• _Exercise description_
Convert every line of the records below into a Markdown table with the columns Row and Line, giving each non-blank line its own numbered row.

[Stored dataset items]
## BEGIN
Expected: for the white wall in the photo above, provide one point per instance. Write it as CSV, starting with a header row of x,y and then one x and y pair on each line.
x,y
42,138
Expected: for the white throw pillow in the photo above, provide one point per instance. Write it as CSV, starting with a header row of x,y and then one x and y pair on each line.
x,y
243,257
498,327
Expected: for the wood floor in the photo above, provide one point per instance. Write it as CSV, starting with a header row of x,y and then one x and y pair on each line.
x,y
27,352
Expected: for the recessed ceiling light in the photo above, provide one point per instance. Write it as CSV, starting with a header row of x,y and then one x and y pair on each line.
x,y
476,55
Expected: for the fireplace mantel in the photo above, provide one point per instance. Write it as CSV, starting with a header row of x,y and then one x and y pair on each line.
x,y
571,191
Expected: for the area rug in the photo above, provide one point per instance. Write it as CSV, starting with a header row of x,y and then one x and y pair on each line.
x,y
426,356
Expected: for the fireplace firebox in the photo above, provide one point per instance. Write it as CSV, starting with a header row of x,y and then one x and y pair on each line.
## END
• _Expected answer_
| Row | Line |
|---|---|
| 1 | Expected: for the white wall in the photo above, provide one point per instance. Write it as CSV, starting with a header row of x,y and then one x and y pair on each line. |
| 2 | x,y |
| 3 | 42,138 |
| 4 | Expected: for the white throw pillow in the photo above, provide one point per instance. Write it as CSV, starting with a header row of x,y and then one x and y pair on each line. |
| 5 | x,y |
| 6 | 243,257 |
| 7 | 498,327 |
| 8 | Expected: for the wood floor in the photo above, provide one point per instance. Write it as CSV, starting with a header row of x,y and then one x and y pair on each line. |
| 9 | x,y |
| 10 | 27,352 |
| 11 | Expected: for the recessed ceiling light in the photo above, provide one point per instance. Write it as CSV, starting with a header row of x,y and then one x and y pair on each line. |
| 12 | x,y |
| 13 | 476,55 |
| 14 | Expected: for the fireplace mantel in the photo above, provide one point per instance. Write it as CSV, starting with a header row of x,y and then one x and y pair on each line. |
| 15 | x,y |
| 16 | 571,191 |
| 17 | Expected: for the area rug in the photo above, provide one point per instance. Write it as CSV, starting with a header row of x,y and then one x and y pair on each line. |
| 18 | x,y |
| 19 | 426,356 |
| 20 | Expected: for the fireplace firebox in the photo above, provide one point per instance. Write it as CSV, starting with a header row of x,y and then one x and y pair on each line. |